→ **QUOTED TEXT**:
━━━━━━
Stupid signs don’t start stupid
No one sets out to make a stupid sign. They appear when something’s gone wrong. A layout isn’t working. A temporary change wasn’t planned for. Or users keep asking the same question and staff get sick of answering it. So someone grabs a marker and fixes the problem—badly.
Sometimes it's a band-aid. Sometimes it's a warning shot. Either way, the message is clear: the system didn’t work on its own.
They’re trying to tell us something
These signs show us where:
Movement isn’t intuitive
Information isn’t timely
Decisions aren’t obvious
Design hasn’t kept up with change
They reveal frustration. Gaps. Broken feedback loops. And they often shift blame—making users feel at fault for not understanding a system that never made sense to begin with.


Some are funny. Most are tragic.
A “resting spot” label on a bench, as if we wouldn’t know.
A sign banning signs, with no sense of irony.
An unreadable grey-on-grey sky sign that probably cost $100k.
Funny? Sure. But behind the joke is wasted money, wasted time, and lost trust.
The problem isn’t the sign. It’s the system.
Bad signs often don’t need redesigning. They just need replacing—by something better than signs. Environments that communicate clearly through layout, flow, line of sight, material, and logic.
Smart signage is the last resort of a well-designed space.
If a user needs a sign to know where to go, how to behave, or what’s allowed, the space has already failed to tell them.
This isn’t just theory. Cities like Leeuwarden in the Netherlands have taken this seriously, removing more than 1,000 traffic signs—over 10% of all signage. Why? Because too many signs create noise, not clarity. National organisations estimate that about 20% of road signs in the Netherlands serve no real purpose. Instead of helping drivers, they overload them. By clearing the clutter, these cities are improving safety, reducing maintenance, and making public environments easier to understand. It also makes the remaining information more visible and effective—and saves councils real money on upkeep and replacement. Fewer signs, better systems.
So what now?
Stupid signs are free lessons in what’s not working. I’ll keep collecting them—because they point to what needs fixing.
But the goal isn’t more or cleverer signs. It’s better environments. The kind where people just know what to do, where to go, and how to feel—without needing a label slapped on everything.
Let’s stop solving problems with signs.
Let’s design places that make sense in the first place.
━━━━━━
→ **Collected data**:
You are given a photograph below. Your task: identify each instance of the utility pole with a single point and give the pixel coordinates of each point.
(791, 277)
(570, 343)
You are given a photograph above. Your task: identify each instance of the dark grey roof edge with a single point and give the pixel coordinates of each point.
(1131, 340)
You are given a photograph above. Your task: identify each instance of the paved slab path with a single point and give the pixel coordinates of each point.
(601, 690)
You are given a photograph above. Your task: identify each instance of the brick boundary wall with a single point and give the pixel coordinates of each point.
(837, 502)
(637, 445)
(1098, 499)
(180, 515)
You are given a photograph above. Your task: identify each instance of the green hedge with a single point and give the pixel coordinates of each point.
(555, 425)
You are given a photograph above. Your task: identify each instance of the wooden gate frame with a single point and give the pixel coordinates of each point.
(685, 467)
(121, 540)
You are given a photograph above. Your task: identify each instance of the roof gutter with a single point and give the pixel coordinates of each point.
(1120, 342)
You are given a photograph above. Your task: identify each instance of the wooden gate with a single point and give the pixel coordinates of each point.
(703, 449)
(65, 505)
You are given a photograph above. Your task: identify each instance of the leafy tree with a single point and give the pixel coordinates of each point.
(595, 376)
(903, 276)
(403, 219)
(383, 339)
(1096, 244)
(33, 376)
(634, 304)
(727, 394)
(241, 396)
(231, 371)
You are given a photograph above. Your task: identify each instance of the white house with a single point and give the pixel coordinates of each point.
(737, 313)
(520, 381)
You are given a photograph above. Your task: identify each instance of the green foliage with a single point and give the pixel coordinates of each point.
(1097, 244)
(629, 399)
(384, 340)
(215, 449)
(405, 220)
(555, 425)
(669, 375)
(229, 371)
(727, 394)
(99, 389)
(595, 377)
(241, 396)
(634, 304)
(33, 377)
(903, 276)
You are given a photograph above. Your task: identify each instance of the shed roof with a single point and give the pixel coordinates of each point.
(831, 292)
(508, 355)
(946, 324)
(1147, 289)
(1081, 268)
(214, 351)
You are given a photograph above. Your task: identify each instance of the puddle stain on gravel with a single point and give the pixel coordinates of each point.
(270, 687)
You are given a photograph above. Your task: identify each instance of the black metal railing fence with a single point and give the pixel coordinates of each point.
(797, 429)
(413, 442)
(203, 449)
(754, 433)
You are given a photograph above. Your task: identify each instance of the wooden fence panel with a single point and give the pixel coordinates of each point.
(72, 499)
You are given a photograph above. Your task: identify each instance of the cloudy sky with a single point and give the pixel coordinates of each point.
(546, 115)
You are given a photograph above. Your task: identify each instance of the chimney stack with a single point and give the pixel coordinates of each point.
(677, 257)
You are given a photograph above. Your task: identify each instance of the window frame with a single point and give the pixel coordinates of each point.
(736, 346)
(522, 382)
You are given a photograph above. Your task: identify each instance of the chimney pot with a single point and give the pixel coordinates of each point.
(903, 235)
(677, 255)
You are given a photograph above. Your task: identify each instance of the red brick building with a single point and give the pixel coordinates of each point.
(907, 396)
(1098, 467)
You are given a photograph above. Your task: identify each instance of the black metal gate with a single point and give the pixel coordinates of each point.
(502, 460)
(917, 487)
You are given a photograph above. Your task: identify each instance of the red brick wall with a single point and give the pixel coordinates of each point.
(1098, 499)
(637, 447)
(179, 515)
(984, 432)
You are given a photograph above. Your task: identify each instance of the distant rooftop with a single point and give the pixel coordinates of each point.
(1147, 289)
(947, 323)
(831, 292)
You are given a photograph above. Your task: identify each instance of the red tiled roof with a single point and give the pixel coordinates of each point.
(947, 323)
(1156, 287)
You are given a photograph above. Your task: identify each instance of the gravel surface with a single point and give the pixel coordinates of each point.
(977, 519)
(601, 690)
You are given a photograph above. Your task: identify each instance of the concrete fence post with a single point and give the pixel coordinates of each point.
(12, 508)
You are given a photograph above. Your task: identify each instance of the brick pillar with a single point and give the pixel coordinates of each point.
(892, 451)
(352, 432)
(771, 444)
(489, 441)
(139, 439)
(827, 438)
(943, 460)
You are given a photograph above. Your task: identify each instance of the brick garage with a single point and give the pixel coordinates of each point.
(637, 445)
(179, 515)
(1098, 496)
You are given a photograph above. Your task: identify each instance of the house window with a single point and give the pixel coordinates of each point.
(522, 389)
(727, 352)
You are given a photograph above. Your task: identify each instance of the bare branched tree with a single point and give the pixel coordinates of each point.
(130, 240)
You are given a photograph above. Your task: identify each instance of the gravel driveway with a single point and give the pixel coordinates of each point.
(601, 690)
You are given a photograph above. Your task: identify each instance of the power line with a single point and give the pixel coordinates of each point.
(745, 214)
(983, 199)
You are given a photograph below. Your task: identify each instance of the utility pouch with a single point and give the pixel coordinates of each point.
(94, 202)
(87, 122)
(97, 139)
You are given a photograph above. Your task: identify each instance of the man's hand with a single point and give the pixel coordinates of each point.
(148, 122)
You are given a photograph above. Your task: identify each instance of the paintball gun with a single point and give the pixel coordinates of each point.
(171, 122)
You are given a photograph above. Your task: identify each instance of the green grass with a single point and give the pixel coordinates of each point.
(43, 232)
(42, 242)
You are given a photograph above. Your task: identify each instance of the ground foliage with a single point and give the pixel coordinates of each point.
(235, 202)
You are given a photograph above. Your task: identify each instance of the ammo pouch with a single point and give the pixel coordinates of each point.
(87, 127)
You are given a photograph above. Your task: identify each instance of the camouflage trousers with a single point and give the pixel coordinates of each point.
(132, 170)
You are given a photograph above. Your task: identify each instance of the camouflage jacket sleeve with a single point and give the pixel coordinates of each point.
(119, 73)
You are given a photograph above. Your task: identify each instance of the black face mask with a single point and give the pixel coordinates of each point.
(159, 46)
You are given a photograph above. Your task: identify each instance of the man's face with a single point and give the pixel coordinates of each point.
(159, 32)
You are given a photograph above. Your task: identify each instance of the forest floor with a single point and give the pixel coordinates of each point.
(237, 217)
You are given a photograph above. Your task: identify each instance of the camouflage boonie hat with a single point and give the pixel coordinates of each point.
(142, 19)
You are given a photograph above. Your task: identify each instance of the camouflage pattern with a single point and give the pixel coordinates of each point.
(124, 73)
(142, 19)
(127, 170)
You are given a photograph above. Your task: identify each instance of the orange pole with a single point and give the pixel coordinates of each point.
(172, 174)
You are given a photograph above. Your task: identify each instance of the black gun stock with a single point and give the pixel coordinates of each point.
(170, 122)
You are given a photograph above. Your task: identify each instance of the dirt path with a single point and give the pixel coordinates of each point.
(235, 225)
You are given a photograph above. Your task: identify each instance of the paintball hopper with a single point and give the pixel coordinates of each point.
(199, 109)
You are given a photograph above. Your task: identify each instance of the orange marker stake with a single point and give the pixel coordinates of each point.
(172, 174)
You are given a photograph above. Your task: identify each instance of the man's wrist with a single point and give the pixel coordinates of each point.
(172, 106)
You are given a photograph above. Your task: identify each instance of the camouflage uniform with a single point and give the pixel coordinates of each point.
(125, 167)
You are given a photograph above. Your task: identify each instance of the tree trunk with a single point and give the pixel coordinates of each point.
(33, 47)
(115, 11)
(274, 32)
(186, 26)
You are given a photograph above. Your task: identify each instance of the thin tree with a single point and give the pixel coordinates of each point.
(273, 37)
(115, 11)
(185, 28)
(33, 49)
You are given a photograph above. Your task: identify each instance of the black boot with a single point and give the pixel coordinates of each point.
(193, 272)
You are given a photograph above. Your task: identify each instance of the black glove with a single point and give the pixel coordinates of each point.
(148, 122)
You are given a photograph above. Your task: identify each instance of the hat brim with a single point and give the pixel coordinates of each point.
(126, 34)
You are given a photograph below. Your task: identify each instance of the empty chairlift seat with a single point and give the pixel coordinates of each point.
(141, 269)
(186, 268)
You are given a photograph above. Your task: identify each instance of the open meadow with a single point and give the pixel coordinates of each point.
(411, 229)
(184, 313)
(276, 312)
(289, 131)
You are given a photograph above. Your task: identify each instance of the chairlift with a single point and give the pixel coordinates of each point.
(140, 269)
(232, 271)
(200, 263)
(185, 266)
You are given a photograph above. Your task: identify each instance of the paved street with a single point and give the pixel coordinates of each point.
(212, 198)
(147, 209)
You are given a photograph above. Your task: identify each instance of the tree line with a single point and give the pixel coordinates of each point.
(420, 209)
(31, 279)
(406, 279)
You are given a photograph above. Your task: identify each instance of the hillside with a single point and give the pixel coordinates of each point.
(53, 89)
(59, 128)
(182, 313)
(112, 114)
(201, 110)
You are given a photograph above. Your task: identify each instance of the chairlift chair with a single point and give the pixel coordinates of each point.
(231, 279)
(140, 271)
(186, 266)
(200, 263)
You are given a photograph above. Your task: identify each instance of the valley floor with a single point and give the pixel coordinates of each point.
━━━━━━
→ **EXERCISE AIM**: According to the piece on stupid signs, how many traffic signs did Leeuwarden remove?

→ **FINAL ANSWER**: More than 1,000, which was over 10% of all its signage.